-- TESTO ESTRATTO --

----------------------------------------

Viviamo in una società nella quale la bonomia è spesso scambiata per debolezza, e i modi cortesi e gentili per vuoto formalismo. Delle persone arroganti, invece, ormai si dice che “hanno carattere”. Ecco, Giorgio Tori assommava in sé tutta una serie di caratteristiche umane oggi purtroppo da certuni scarsamente considerate. La sua figura rischia perciò di essere sottovalutata. Sento l’esigenza di scriverne, a qualche settimana di distanza dalla sua scomparsa, per portare la mia testimonianza su di lui: un semplice ricordo, che però cerca di avere in sé anche qualche elemento di analisi.
Ho conosciuto Giorgio Tori nel 2014, nel suo ruolo di presidente della Fondazione Ragghianti. All’inizio di quell’anno fui cooptato nel Comitato scientifico. Due anni e mezzo dopo sarei diventato direttore. A colpirmi fu immediatamente la sua profonda passione profusa nell’esercizio della carica. Non si trattava soltanto di adempiere doveri istituzionali. No, in Giorgio Tori c’era autentica comprensione dell’essenza di un ente culturale, dei suoi obiettivi, delle dinamiche che ne governano l’esistenza e l’azione.
Si trovò anche, per ciò che almeno posso testimoniare, in situazioni non facili, ma fu sempre sorretto dall’equilibrio, da una grande correttezza e dalla lungimiranza di chi ha alle spalle un’esperienza importante (in precedenza, dal 1988 al 2008, aveva diretto l’Archivio di Stato di Lucca, tra le altre cose). Tutto questo, però, senza sussiego. Magari a volte accalorandosi un po’, ma conservando il senso della misura e soprattutto una sana ironia.
A Giorgio Tori, che dal 2012 al 2018 è stato davvero un grande presidente della Fondazione Ragghianti, si deve molto. In particolare, fu il suo determinante impulso a imprimere una svolta decisiva nel lavoro di riordino e inventariazione dell’enorme patrimonio archivistico lasciato da Carlo Ludovico Ragghianti (1910-1987) e dalla moglie Licia Collobi (1914-1989). Quale grande soddisfazione fu per lui veder poi ultimata, dopo anni, la titanica impresa, con la pubblicazione online degli inventari completi (ma lui mi consigliava sempre di farne anche libri stampati su carta, perché aveva qualche dubbio sulla durevolezza del supporto digitale)!

----------------------------------------

-- DATI FORNITI --

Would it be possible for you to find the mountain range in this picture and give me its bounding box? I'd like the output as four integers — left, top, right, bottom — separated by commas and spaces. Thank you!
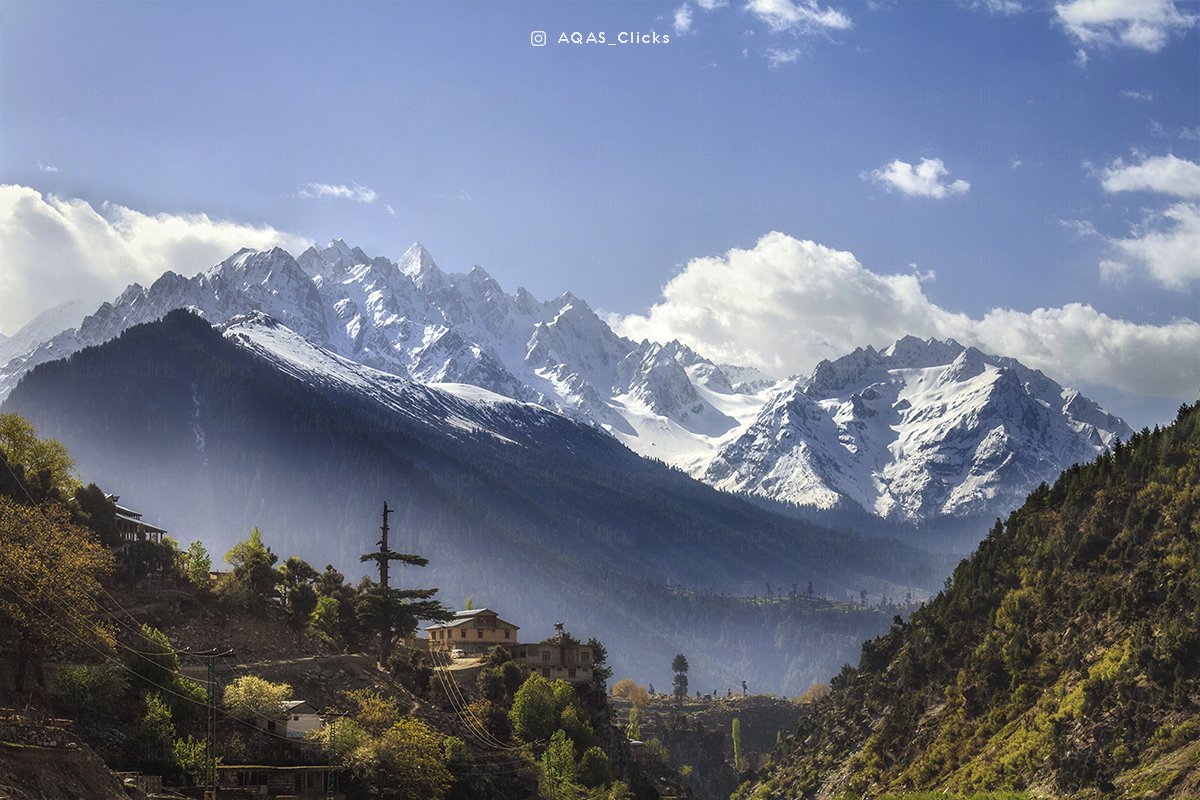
733, 403, 1200, 800
0, 311, 949, 694
0, 240, 1132, 525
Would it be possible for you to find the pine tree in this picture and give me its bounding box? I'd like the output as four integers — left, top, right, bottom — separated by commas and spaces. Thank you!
671, 652, 688, 703
354, 503, 454, 662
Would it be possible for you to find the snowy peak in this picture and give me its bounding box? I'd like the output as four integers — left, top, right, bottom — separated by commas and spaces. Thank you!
704, 336, 1132, 522
397, 242, 446, 291
0, 239, 1132, 532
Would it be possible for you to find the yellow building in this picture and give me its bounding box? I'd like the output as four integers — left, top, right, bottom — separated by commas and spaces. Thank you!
425, 608, 521, 654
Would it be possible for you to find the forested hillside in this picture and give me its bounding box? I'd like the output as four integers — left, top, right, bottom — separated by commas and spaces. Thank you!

----------------------------------------

-- COSA FARE --
Nel ricordo di Giorgio Tori, per quale motivo lui consigliava di ricavare dagli inventari anche libri stampati su carta? Rispondi in una o due frasi.

-- SOLUZIONE SVOLTA --
La pubblicazione online degli inventari completi gli aveva dato grande soddisfazione, ma aveva qualche dubbio sulla durevolezza del supporto digitale. Per questo consigliava di farne anche libri stampati su carta.